- **Selected excerpt**:
#####

Many forms of agricultural data are just too large for a desktop computer and farmers and specialists must rely on cloud computing and processing, which refers to large, offsite computer servers. Some of the tools farmers are currently using in the fields automatically send data into a cloud processing system for storage and analysis, Luck said. The cloud processor returns data analyses and maps to the farmer.
“A lot of networks and platforms are pulling data sets from all across the country and even from other parts of the world, and performing some sort of
data analysis,” he explained. The data analyses assist with irrigation management decisions and with nitrogen application decisions, which can affect producers’ pocketbooks.
But the data may also be available to others.
“People are concerned about the data once it leaves their computers. Once it hits the web, it’s like everything else – it’s been backed up on servers in different places,” Luck said. “Another element is what people will do with others’ data once they have it. Can they leverage it? This business of data agreements has become a huge issue in agriculture.”
To address these concerns, the university became a founding member of the national Agricultural Data Coalition, which Luck calls a “real benefit to the industry.” The goal of the coalition is a national online repository where farmers can securely store and control the information collected by their equipment and operations. Before any data is shared with third-party interests, the information is scrubbed and formatted for uniform transmission. It gives the farmer complete control of the data, which doesn’t leave, or get networked with anyone or anything until the farmer gives permission.
“I think people need a cloud storage solution for their data just because you need that kind of double backup element,” Luck advised. “Always store raw data and keep an additional backup of that on your hard drive or in a secondary location.”
Luck and other Extension specialists conduct workshops for producers and other ag-related professionals, teaching them to work with agricultural data so they get the best possible understanding from the collected data and the analysis of that data.
“If you don’t have that basic understanding of data and science, the information could lead you in the wrong direction,” he said. “We’ve had some good comments from the workshops, so hopefully we’re being helpful to people who are trying to understand how to use the technology and the data.”

#####

- **Tasks and exercises**:
(a) Decide whether each statement below agrees with the passage on agricultural data, answering yes or no and quoting the words that settle it: (i) The cloud processor sends data analyses and maps back to the farmer. (ii) Under the coalition, data goes to third parties before it is scrubbed. (iii) Luck recommends keeping raw data only in cloud storage.
(b) Resume the passage on agricultural data, starting after its final sentence.

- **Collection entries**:
#####

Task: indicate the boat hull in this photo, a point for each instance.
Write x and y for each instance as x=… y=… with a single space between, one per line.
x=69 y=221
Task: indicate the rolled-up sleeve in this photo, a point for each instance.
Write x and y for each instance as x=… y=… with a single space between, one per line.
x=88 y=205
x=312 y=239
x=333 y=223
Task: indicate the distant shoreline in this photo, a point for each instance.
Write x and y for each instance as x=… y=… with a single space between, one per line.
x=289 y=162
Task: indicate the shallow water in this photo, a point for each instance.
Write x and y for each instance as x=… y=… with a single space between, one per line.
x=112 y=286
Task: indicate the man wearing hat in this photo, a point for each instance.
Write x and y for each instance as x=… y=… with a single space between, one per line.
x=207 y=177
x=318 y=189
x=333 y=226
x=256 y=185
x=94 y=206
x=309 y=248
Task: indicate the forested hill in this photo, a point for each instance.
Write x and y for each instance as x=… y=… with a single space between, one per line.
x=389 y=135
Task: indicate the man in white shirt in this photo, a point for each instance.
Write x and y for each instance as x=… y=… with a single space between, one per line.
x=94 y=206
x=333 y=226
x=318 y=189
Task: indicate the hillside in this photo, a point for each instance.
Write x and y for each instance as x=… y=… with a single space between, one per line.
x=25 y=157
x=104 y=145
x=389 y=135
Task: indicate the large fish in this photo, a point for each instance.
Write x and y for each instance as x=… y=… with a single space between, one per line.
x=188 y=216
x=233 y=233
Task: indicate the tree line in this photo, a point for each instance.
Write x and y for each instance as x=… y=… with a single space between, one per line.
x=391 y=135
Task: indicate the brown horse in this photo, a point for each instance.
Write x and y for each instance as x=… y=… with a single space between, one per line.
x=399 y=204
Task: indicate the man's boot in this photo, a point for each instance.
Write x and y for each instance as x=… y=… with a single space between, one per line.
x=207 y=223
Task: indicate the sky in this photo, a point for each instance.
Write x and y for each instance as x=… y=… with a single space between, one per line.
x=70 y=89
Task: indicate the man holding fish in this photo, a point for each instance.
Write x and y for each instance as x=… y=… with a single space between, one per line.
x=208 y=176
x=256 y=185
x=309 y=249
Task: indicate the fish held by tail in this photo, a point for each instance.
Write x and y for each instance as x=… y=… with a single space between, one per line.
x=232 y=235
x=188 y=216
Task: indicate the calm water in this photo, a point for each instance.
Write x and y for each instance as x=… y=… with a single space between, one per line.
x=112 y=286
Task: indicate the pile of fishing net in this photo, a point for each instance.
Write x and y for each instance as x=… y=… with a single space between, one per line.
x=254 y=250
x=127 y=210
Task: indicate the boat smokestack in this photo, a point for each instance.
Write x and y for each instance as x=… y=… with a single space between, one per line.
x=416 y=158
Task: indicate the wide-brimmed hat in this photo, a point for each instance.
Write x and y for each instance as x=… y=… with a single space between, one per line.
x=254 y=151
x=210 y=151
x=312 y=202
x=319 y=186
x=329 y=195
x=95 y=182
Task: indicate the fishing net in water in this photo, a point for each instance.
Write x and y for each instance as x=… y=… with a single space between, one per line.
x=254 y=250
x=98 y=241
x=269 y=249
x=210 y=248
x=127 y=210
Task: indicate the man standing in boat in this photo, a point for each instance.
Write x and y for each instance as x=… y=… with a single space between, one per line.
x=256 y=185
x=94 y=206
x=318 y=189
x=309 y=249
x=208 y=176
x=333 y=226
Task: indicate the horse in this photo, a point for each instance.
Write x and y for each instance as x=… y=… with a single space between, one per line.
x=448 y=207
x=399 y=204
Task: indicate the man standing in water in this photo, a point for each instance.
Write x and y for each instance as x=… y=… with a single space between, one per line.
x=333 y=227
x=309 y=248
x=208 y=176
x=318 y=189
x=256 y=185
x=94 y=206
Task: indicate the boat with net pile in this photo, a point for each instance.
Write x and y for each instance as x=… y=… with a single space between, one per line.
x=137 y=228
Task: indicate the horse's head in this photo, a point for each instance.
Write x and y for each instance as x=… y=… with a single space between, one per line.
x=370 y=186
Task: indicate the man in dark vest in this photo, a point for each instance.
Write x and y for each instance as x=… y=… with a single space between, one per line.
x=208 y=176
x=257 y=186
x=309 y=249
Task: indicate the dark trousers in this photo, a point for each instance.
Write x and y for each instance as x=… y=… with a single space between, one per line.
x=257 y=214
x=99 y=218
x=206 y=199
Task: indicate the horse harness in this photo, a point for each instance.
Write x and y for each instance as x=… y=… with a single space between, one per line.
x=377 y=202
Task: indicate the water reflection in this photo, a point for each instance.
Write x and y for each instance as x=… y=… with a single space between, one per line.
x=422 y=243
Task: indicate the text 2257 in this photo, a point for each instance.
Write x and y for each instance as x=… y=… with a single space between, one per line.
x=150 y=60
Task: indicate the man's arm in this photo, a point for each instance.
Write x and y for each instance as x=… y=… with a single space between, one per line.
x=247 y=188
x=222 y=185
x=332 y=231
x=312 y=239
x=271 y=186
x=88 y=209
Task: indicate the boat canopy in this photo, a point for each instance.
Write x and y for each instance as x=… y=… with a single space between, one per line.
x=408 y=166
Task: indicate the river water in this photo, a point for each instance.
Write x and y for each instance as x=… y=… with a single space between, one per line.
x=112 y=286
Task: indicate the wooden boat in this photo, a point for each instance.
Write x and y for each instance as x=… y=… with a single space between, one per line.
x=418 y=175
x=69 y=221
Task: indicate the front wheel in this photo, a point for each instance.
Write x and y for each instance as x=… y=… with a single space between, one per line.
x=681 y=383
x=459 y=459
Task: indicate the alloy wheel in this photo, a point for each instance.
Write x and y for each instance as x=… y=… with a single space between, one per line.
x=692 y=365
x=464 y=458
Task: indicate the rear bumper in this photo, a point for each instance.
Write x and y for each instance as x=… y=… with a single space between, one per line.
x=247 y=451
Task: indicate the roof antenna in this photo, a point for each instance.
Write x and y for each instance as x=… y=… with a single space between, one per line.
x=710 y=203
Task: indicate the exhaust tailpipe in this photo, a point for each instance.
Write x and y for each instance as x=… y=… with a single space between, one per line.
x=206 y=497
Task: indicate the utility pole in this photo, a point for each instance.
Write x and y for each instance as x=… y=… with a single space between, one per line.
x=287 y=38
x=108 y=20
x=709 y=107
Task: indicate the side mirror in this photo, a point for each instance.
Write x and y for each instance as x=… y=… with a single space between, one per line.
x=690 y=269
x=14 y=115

#####

- **Written answers**:
(a)
(i) Yes: "The cloud processor returns data analyses and maps to the farmer."
(ii) No: "Before any data is shared with third-party interests, the information is scrubbed and formatted for uniform transmission."
(iii) No: "Always store raw data and keep an additional backup of that on your hard drive or in a secondary location."

(b)
EXTENSION: EDUCATION, BENEFITS
Nebraska Extension is a part of the university and provides research-based knowledge through teaching, experiential learning opportunities and publications to Nebraskans. Extension specialists, like Luck, are located on the university’s East Campus and at three research and extension centers across the state.
Luck’s Extension work helps producers across Nebraska who want to learn new techniques that make farming more efficient and save them money.
“The Extension element is probably one of the most fun parts of the job,” Luck said. “I always consider when we’re out working with producers in their fields an Extension opportunity, and it’s a great way to get out and see the state and meet different people,” Luck said.
Luck focuses on site-specific management strategies, precision agriculture technology use and farm management software training in winter workshops in locations throughout Nebraska. During these workshops, Luck and his team of researchers set up computers and take producers through the steps of quantifying yield versus terrain, writing prescription maps for on-farm research studies, and how to determine field profitability using precision agriculture techniques.
FEEDING THE WORLD
One of the main issues with providing enough food for a growing world population is the transport and logistics of food to people who can’t grow it where they are, as well as the significant issue of climate change and climate variability, Luck said.
“I think if we can get everyone to produce with higher efficiency – and I think some of our producers here in Nebraska are – we would be a lot further along than we are right now,” he said.